- Page
════════════════════

Figure 4: Thermographic and normal picture - Radiator B2 (Amaish, Personal collection, Dec 2022).

Figure 5: Thermographic and normal picture - Radiator A3 (Amaish, Personal collection, Dec 2022).

Figure 6: Thermographic and normal picture - Radiator B3 (Amaish, Personal collection, Dec 2022).

Figure 7: Thermographic and normal picture - Radiator C1 (Amaish, Personal collection, Dec 2022).

These findings highlight a significant decrease in heat emission efficiency when comparing the covered radiators Group (B) to the uncovered radiators Group (A). The disparity in heat output is substantial, with a reduction of approximately 28.5% in maximum temperatures and 43.7% in average emitted temperatures for group (B) radiators relative to group (A) radiators.

The adverse impact of wooden covers on heating system functionality becomes evident, given the comparatively lower heat emission levels from group b radiators. Notably, the LPHW system has been in use since the 1950s, neglecting a longstanding issue affecting system efficiency.

════════════════════

- Parts of the exercise
**1)** Render into French this sentence from the radiator passage: "These findings highlight a significant decrease in heat emission efficiency when comparing the covered radiators Group (B) to the uncovered radiators Group (A)."
**2)** Carry the radiator passage forward from its final sentence, in the same formal register.

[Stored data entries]
════════════════════

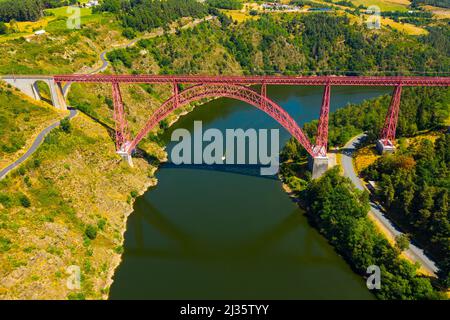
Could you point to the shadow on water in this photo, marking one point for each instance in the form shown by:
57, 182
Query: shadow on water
225, 231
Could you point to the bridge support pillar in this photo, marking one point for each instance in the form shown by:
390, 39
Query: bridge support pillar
318, 166
385, 146
126, 156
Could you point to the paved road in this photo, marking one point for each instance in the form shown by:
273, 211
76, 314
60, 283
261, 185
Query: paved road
37, 142
413, 252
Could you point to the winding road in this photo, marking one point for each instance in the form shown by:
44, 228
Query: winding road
36, 143
376, 211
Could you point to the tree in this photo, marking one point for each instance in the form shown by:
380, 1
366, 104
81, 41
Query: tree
3, 28
91, 231
65, 125
24, 201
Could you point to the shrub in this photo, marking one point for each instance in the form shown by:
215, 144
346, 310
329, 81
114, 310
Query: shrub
91, 232
134, 194
24, 201
65, 125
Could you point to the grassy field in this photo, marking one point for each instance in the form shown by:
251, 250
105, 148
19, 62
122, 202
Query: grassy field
237, 15
60, 50
385, 5
21, 119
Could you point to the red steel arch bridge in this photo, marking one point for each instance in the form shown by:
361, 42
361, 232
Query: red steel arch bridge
239, 87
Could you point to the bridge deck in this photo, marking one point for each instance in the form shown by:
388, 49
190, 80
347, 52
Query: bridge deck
270, 80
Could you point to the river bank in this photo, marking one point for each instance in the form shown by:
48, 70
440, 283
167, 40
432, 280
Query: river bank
210, 225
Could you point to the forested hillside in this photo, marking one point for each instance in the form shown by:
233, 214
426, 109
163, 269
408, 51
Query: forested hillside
414, 185
339, 211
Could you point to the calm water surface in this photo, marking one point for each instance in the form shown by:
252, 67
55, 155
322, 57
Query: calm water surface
225, 232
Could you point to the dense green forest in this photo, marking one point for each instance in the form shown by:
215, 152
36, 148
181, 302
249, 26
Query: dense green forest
339, 211
144, 15
28, 10
413, 185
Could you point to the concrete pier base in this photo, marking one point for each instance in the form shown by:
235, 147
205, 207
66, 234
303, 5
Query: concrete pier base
318, 166
385, 146
127, 157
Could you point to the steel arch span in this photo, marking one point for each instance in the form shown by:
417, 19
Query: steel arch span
218, 90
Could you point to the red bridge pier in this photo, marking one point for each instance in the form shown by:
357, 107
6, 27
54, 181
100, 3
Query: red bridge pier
200, 87
387, 136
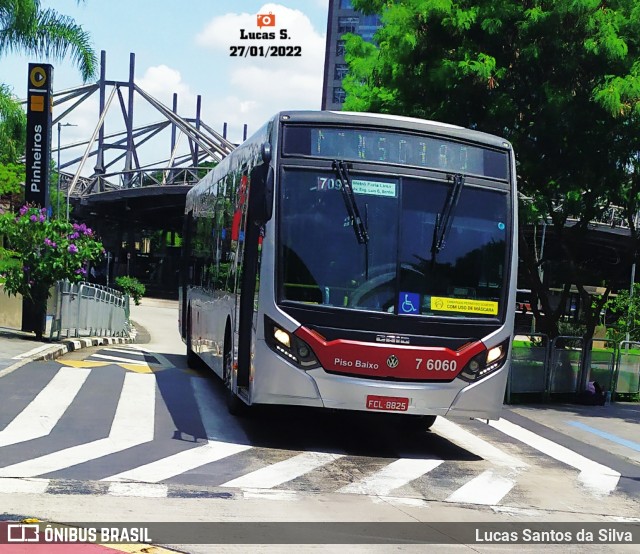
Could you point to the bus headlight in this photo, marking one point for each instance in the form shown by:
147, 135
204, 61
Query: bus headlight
289, 346
485, 363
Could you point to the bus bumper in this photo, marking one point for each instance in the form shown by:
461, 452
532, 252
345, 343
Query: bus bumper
283, 383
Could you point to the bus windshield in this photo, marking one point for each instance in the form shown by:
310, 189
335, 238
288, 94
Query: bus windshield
397, 270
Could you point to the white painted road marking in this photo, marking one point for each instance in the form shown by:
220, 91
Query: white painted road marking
476, 445
41, 415
596, 477
133, 424
488, 488
143, 490
118, 359
181, 462
281, 472
23, 486
392, 476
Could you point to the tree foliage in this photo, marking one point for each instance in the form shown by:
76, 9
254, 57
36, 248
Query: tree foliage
43, 251
560, 80
26, 27
625, 309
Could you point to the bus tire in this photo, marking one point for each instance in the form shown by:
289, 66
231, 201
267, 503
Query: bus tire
235, 406
193, 361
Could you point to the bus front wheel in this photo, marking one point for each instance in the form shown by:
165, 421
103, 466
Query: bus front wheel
192, 358
235, 406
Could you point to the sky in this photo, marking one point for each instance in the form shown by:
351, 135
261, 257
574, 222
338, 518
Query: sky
184, 47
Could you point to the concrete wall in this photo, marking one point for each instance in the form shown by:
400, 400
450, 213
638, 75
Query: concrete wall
10, 310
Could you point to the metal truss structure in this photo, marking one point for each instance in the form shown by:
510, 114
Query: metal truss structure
116, 158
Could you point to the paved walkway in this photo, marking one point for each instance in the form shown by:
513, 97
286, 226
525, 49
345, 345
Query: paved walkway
18, 348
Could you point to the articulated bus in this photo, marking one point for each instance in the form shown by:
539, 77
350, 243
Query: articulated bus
355, 261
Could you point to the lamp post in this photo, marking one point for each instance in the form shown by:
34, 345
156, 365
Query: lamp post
60, 126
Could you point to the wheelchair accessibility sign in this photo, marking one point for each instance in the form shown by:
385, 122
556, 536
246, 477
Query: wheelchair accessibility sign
409, 303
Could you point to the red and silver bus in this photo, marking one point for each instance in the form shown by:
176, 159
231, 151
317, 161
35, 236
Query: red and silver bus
355, 261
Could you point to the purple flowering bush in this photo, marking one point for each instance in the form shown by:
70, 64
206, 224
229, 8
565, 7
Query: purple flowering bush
42, 251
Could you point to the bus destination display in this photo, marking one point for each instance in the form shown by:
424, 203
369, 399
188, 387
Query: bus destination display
396, 148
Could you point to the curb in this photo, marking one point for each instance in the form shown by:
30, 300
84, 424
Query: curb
69, 345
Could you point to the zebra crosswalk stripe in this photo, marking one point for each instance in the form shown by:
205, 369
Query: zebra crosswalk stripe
41, 415
596, 477
276, 474
170, 466
488, 488
23, 486
392, 476
476, 445
132, 424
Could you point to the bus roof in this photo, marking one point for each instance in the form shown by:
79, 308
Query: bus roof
392, 121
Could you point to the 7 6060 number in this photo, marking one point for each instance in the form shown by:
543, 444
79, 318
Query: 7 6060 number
436, 365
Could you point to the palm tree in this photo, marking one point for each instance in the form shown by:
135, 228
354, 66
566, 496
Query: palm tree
27, 28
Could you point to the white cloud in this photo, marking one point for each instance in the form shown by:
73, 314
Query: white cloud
162, 81
258, 87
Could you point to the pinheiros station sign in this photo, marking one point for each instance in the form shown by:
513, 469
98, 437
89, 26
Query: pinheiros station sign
39, 123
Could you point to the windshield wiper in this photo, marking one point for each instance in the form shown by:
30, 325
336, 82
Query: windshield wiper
359, 227
445, 218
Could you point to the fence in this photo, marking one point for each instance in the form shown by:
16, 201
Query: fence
556, 367
89, 310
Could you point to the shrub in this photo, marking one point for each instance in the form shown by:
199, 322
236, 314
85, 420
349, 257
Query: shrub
131, 286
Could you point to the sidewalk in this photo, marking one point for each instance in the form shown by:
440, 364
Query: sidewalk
611, 428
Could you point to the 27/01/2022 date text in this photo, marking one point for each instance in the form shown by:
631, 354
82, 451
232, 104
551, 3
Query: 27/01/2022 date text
265, 51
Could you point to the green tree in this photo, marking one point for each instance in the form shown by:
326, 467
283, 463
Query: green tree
560, 80
43, 251
625, 309
28, 28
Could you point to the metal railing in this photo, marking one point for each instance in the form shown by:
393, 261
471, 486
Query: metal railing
87, 309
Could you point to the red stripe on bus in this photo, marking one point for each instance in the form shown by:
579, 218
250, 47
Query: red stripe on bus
411, 363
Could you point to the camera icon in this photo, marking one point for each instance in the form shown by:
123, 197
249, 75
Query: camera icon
266, 20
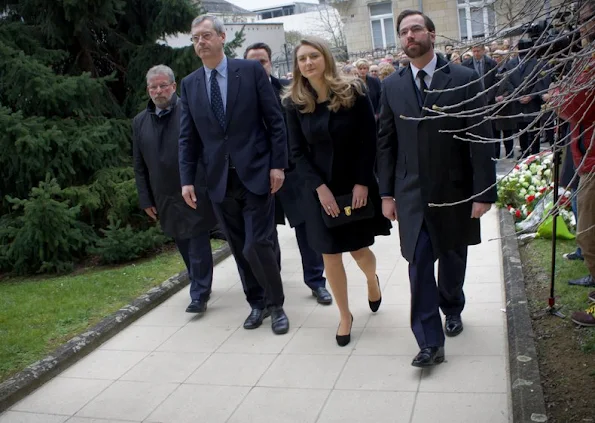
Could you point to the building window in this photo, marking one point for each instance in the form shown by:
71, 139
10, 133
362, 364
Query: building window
382, 23
477, 19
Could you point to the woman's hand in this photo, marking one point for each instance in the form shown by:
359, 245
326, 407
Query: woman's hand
327, 200
360, 196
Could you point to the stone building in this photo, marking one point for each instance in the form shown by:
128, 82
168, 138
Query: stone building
371, 24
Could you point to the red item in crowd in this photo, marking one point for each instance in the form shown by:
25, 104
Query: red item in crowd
577, 106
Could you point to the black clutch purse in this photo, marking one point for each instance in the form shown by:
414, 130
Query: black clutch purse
347, 213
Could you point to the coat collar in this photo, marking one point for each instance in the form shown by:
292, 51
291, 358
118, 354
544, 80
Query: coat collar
440, 80
173, 104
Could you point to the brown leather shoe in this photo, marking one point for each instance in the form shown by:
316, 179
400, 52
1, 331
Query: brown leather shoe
584, 318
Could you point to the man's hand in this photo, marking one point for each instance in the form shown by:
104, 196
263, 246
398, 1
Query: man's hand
479, 209
389, 209
327, 201
189, 195
152, 212
277, 178
360, 196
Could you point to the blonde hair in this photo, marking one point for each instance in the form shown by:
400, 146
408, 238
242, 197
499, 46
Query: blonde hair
343, 89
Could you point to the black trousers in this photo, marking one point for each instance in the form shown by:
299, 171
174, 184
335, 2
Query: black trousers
198, 259
248, 221
427, 298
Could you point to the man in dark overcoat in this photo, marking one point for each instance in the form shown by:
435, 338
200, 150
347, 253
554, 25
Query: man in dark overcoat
233, 125
419, 165
287, 199
155, 146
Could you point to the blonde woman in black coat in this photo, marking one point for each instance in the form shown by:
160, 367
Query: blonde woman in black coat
332, 138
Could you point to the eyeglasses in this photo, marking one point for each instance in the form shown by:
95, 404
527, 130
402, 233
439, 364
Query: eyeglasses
206, 36
161, 87
415, 29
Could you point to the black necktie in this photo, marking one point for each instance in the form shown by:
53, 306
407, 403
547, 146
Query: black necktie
422, 85
216, 100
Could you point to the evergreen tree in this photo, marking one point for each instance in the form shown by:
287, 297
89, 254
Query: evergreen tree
71, 78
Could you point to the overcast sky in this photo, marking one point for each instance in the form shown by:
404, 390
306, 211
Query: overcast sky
261, 4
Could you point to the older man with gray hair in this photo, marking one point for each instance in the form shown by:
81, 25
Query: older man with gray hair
155, 146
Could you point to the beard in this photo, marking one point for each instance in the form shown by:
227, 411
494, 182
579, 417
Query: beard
419, 49
161, 101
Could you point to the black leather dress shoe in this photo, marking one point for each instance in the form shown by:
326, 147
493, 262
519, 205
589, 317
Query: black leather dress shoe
586, 281
197, 306
322, 296
375, 305
453, 325
279, 320
428, 357
256, 317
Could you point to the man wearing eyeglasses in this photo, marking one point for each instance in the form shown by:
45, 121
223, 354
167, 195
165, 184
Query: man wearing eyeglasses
232, 123
419, 164
155, 147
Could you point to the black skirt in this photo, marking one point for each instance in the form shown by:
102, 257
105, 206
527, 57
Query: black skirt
349, 237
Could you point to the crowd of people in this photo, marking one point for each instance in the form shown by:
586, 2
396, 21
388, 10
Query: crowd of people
339, 155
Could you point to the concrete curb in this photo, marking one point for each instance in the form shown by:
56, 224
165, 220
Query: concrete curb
528, 405
35, 375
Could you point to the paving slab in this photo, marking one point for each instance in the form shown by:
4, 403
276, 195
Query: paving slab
172, 367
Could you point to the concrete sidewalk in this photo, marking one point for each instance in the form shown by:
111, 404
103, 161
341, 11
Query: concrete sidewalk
170, 367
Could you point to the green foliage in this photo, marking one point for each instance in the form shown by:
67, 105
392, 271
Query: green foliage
72, 76
47, 235
121, 244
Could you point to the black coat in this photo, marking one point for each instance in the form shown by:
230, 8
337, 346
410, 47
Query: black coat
489, 75
287, 199
419, 165
505, 89
337, 149
156, 169
253, 138
536, 82
374, 89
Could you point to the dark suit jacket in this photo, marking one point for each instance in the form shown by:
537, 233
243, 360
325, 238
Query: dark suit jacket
156, 170
489, 75
418, 164
505, 89
254, 137
535, 82
374, 89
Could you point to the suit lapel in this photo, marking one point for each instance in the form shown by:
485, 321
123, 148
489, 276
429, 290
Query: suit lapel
233, 87
440, 80
408, 89
203, 96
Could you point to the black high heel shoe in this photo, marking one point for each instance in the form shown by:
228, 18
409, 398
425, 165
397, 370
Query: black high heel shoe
375, 305
343, 340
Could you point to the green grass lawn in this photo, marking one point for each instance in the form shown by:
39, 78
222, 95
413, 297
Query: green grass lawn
39, 314
538, 255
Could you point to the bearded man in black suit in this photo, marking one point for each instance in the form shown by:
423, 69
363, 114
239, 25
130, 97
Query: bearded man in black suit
418, 165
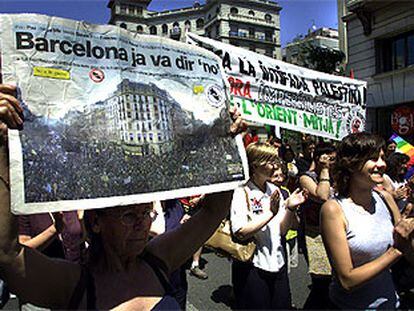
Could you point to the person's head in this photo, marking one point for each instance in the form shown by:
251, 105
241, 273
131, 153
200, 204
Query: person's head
391, 146
360, 157
275, 142
263, 159
308, 147
279, 173
288, 154
324, 148
397, 165
119, 231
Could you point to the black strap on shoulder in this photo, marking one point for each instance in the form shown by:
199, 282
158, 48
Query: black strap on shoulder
160, 269
387, 204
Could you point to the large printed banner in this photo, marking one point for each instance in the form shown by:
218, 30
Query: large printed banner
273, 92
113, 118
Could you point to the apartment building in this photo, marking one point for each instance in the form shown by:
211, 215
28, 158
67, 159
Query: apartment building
250, 24
380, 43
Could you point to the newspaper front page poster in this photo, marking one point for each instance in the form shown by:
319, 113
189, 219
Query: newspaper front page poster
270, 91
112, 117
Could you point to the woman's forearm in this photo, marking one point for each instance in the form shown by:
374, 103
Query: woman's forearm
356, 277
323, 188
9, 245
193, 233
247, 231
42, 240
290, 221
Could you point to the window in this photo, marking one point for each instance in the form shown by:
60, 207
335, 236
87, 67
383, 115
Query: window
176, 27
131, 10
187, 25
252, 32
395, 53
234, 10
234, 30
153, 30
200, 23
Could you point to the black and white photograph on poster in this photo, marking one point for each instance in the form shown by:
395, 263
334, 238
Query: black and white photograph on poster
113, 118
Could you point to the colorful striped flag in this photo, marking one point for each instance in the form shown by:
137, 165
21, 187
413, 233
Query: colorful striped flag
405, 147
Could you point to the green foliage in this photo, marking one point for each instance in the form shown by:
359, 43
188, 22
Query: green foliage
321, 58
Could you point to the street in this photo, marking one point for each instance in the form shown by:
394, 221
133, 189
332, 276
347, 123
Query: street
215, 292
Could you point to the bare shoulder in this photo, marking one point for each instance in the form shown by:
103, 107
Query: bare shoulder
305, 179
331, 208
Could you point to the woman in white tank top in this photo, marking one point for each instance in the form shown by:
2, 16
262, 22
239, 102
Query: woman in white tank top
358, 228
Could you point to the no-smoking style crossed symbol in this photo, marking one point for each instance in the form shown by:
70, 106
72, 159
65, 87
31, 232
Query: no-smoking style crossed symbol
96, 75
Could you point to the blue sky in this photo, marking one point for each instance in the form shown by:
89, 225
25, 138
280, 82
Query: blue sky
297, 16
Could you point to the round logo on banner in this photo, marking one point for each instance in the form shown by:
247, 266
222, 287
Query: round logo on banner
355, 122
402, 120
215, 95
96, 75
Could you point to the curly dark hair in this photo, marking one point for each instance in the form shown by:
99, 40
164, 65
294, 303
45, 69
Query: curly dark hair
352, 153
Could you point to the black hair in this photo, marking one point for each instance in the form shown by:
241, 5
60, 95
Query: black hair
352, 153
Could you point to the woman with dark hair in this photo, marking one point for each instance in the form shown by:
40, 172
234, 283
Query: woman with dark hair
318, 182
394, 179
259, 211
358, 228
123, 270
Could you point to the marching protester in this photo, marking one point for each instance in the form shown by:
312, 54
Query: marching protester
390, 148
394, 178
362, 229
259, 212
279, 179
123, 270
318, 182
169, 215
57, 235
191, 206
305, 159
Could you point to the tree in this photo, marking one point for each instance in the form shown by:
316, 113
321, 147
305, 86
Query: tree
321, 58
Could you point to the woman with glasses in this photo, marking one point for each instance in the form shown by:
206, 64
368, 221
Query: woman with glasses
259, 212
123, 270
362, 229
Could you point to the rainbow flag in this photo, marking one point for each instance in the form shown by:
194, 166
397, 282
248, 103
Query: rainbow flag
405, 147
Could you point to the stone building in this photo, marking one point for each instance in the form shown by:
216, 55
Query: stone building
322, 37
141, 117
380, 43
251, 24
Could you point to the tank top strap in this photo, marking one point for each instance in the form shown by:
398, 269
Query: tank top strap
160, 269
86, 285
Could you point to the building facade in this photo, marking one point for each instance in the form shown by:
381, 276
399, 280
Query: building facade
141, 117
380, 43
322, 37
250, 24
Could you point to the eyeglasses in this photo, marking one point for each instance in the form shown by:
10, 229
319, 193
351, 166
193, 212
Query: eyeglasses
130, 218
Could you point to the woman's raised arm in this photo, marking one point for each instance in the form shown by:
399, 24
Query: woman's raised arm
32, 276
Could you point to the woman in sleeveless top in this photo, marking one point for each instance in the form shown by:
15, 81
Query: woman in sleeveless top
363, 231
319, 183
123, 269
259, 211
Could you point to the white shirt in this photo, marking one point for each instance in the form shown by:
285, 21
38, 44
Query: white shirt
269, 255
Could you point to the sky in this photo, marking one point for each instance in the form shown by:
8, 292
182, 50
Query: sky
297, 16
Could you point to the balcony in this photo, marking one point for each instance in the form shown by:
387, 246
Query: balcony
252, 20
175, 33
252, 37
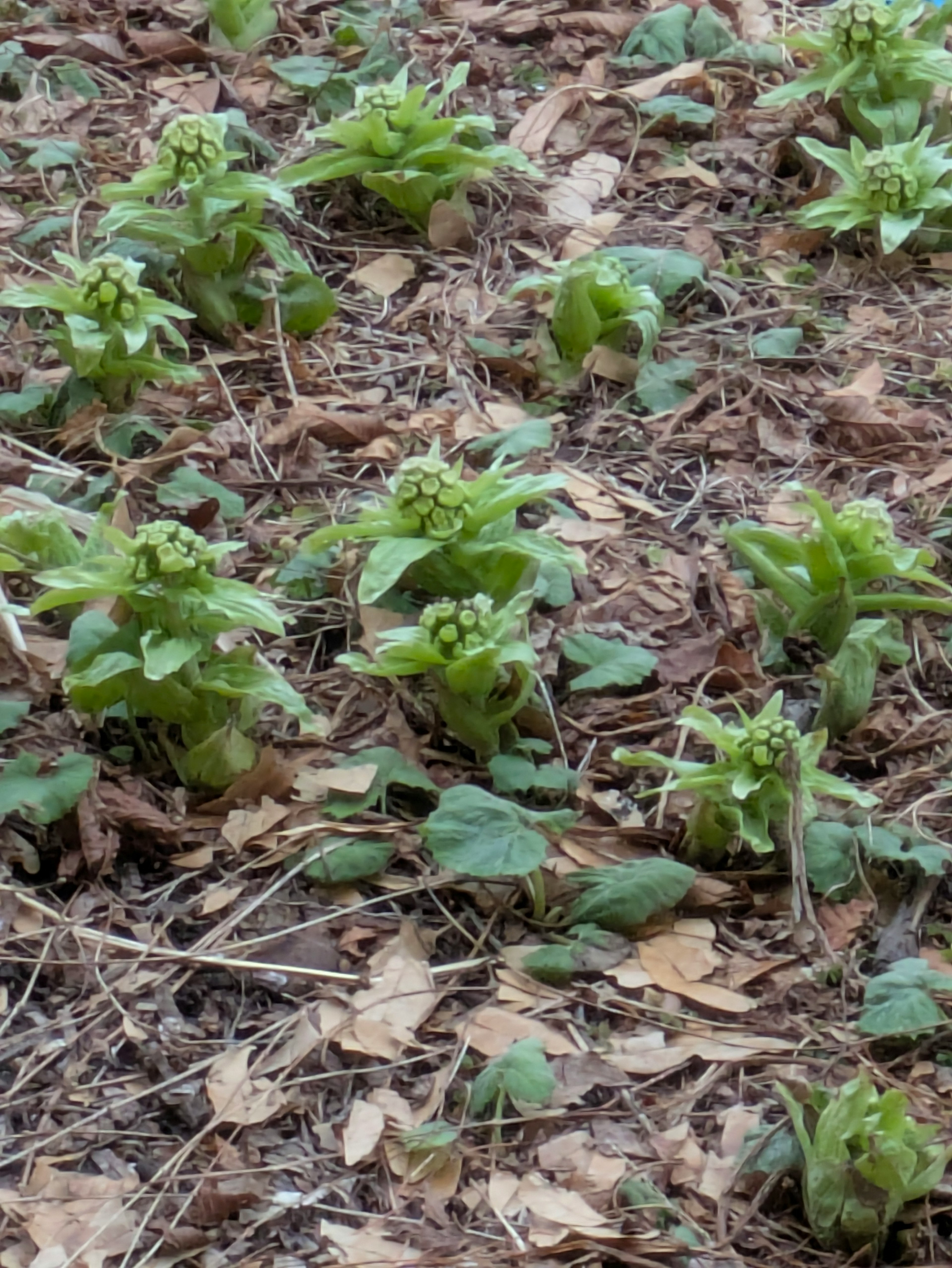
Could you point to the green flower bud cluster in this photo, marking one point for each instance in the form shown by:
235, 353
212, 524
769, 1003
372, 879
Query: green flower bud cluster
167, 548
889, 184
191, 146
433, 494
766, 744
112, 288
457, 630
860, 26
867, 524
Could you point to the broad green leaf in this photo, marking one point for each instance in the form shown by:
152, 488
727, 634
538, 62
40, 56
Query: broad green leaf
340, 860
188, 489
522, 1075
391, 769
44, 798
481, 835
624, 897
781, 342
614, 664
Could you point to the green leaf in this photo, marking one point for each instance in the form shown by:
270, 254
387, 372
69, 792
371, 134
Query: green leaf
480, 835
830, 850
12, 712
188, 489
44, 798
662, 386
614, 664
342, 860
522, 1073
624, 897
391, 769
781, 342
307, 302
899, 1002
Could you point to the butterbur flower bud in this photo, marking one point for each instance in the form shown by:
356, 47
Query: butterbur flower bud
192, 145
111, 287
768, 742
458, 630
433, 494
168, 548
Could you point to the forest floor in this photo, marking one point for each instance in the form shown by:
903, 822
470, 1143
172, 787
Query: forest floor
206, 1058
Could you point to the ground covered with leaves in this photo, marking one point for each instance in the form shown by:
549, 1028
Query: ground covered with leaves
225, 1038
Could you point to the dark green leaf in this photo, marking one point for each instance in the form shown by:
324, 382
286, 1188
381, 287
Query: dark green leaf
481, 835
614, 664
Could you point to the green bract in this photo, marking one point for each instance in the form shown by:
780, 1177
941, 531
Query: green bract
895, 189
447, 536
155, 656
478, 660
212, 227
595, 302
840, 567
396, 144
241, 23
865, 1159
751, 787
885, 74
111, 325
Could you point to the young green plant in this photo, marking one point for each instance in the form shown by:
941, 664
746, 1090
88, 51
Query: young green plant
594, 302
842, 566
155, 657
748, 792
111, 328
894, 191
866, 1158
884, 70
477, 659
399, 146
440, 534
212, 230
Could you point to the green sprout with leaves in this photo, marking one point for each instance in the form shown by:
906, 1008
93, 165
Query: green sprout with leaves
842, 566
478, 660
111, 328
402, 151
895, 191
748, 793
866, 1158
241, 23
212, 231
446, 536
884, 73
155, 656
594, 302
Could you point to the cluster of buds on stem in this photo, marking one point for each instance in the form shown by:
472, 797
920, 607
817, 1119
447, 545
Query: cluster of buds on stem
860, 26
766, 744
111, 287
458, 630
192, 146
167, 548
433, 494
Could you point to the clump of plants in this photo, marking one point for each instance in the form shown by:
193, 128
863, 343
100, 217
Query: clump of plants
845, 565
895, 191
446, 536
594, 301
748, 792
866, 1158
154, 657
241, 23
211, 231
402, 150
883, 60
478, 660
111, 326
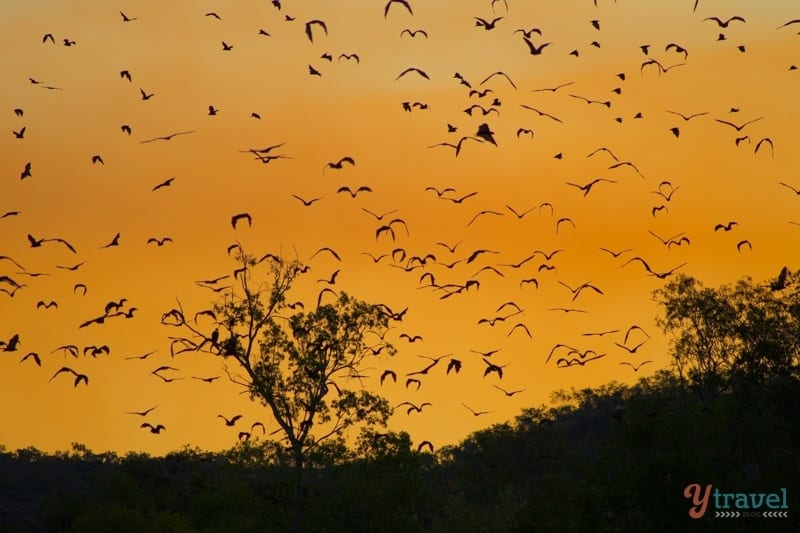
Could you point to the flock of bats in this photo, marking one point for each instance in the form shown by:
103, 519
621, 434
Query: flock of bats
447, 270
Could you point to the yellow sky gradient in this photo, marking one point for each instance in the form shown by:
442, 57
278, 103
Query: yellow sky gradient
354, 109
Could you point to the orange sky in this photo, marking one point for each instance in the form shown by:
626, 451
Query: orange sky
354, 109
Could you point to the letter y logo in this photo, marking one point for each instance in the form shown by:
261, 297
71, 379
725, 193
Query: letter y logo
699, 499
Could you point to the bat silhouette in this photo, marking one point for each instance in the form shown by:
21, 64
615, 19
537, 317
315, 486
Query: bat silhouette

════════════════════

- Exercise results
**1)** Ces résultats mettent en évidence une baisse significative de l'efficacité d'émission de chaleur lorsque l'on compare les radiateurs couverts du groupe (B) aux radiateurs non couverts du groupe (A).

**2)**
The findings demonstrate a discernible temperature pattern across the walls surrounding the radiators. Specifically, on the 3rd floor, the wall areas adjacent to the uncovered radiators Group (A) exhibited a peak temperature of 23.6°C. In contrast, on the 4th floor, the wall sections encompassing the uncovered radiators Group (B) displayed a notably lower maximum temperature of 19.2°C. This temperature difference is significant, with uncovered radiators achieving 18.6% lower maximum temperatures compared to the covered radiators, which measured 23.6°C. Likewise, the average temperatures reveal a conspicuous distinction, as depicted in Figures 8 and 9. On the 3rd floor, the average temperature is around 24.2°C, while the 4th floor records a slightly lower average by approximately 2°C.

Figure 8: Group (a) radiators effect on the walls and the floor (Amaish, Personal collection, Dec 2022).

Figure 9: Group (b) radiators surrounding effect on the walls and the floor; (Amaish, Personal collection, Dec 2022).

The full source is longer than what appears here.